--- START ---

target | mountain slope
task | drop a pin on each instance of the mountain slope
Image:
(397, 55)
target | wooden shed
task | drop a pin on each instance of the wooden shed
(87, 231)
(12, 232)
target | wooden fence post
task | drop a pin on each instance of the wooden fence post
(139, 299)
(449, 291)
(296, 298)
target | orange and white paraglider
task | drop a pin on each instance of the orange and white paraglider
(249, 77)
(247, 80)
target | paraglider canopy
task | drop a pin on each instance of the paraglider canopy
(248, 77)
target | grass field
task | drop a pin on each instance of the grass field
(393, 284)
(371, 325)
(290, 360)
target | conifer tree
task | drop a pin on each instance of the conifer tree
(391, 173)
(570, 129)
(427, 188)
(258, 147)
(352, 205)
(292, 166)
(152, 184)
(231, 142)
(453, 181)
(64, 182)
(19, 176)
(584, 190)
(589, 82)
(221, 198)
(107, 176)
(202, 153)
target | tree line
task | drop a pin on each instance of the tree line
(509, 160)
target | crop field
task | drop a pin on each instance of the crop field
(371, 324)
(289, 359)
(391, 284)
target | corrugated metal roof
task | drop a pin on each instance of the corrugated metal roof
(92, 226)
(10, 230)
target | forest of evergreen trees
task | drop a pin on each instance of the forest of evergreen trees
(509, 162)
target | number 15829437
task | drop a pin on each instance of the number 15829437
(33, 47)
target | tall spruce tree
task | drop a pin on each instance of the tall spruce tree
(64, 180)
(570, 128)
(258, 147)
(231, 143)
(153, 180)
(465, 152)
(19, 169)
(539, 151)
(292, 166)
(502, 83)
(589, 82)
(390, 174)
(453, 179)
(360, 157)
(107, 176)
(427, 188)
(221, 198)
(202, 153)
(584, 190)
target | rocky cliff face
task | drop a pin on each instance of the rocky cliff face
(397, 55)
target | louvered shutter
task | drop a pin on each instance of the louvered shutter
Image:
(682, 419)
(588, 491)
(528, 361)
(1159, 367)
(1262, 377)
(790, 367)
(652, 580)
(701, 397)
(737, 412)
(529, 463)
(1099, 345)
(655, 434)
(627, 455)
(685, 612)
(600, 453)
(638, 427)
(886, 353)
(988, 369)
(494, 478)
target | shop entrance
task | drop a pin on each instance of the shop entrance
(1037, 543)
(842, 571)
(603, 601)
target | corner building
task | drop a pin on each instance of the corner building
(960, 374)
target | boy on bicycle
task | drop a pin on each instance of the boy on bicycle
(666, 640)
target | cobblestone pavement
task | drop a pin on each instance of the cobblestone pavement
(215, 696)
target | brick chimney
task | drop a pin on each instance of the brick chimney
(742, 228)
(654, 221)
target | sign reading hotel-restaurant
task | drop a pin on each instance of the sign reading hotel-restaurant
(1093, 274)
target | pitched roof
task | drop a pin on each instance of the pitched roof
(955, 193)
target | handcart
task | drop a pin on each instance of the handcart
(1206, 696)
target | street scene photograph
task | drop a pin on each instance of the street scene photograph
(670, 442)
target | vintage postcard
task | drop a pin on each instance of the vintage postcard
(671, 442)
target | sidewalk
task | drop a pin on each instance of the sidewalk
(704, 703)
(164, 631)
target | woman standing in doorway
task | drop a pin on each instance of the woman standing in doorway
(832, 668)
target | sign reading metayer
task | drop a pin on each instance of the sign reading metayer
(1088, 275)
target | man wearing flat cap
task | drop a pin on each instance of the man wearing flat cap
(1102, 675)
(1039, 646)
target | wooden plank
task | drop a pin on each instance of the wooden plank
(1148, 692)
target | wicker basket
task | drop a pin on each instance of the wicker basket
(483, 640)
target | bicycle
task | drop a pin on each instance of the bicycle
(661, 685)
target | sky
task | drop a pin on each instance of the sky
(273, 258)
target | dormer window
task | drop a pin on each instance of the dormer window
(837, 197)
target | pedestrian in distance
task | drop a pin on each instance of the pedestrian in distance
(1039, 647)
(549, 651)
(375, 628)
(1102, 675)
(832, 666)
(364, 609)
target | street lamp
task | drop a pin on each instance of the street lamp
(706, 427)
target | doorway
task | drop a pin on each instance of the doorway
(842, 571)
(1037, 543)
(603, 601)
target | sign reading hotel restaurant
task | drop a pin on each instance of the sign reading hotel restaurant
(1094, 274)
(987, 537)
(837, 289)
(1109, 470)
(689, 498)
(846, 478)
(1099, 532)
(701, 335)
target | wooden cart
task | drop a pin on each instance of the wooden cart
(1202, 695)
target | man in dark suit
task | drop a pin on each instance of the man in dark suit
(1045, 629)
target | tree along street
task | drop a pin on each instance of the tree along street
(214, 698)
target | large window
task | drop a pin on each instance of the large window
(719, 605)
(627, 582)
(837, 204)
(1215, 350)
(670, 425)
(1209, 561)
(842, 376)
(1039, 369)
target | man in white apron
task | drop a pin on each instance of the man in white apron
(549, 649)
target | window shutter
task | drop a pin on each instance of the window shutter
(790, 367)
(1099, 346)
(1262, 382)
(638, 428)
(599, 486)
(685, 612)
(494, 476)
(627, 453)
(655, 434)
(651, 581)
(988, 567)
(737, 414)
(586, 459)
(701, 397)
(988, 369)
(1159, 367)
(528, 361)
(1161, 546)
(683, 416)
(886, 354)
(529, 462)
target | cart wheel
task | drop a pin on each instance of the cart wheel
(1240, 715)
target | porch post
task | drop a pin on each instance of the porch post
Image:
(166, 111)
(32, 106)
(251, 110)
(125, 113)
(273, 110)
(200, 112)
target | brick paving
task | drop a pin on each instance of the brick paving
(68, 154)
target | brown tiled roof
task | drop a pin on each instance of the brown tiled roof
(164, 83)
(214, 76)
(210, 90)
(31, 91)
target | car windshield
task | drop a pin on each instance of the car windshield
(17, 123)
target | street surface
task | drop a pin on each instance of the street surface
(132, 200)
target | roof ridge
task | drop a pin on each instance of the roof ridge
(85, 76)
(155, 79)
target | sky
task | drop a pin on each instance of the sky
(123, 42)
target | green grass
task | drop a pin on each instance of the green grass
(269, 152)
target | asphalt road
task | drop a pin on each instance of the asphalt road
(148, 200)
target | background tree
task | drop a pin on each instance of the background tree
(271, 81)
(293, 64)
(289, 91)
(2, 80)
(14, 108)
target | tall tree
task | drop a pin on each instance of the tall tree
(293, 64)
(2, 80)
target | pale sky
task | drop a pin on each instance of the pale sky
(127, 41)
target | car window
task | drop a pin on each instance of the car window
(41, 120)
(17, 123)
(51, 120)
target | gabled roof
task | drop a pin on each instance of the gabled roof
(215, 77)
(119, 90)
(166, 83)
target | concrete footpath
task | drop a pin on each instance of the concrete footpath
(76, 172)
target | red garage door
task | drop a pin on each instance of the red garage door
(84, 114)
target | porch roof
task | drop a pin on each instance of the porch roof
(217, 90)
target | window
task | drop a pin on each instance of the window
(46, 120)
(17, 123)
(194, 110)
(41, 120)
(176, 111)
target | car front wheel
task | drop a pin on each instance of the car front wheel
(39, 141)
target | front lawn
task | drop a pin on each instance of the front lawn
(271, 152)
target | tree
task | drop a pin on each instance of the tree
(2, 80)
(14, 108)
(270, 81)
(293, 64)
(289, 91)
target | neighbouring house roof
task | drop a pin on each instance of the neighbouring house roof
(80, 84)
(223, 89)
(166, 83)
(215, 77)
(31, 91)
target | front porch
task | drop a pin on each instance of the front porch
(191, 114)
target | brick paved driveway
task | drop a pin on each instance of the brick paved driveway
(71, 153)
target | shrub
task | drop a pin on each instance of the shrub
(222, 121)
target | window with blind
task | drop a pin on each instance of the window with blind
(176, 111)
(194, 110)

--- END ---

Word for word, quote the lines of the material from the first line through the line with "target | wooden fence post", both ends included.

target | mountain slope
task | drop a pin on each instance of the mountain slope
Image:
(397, 55)
target | wooden shed
task | drop a pin on each instance of the wooden shed
(87, 231)
(12, 232)
target | wooden fence post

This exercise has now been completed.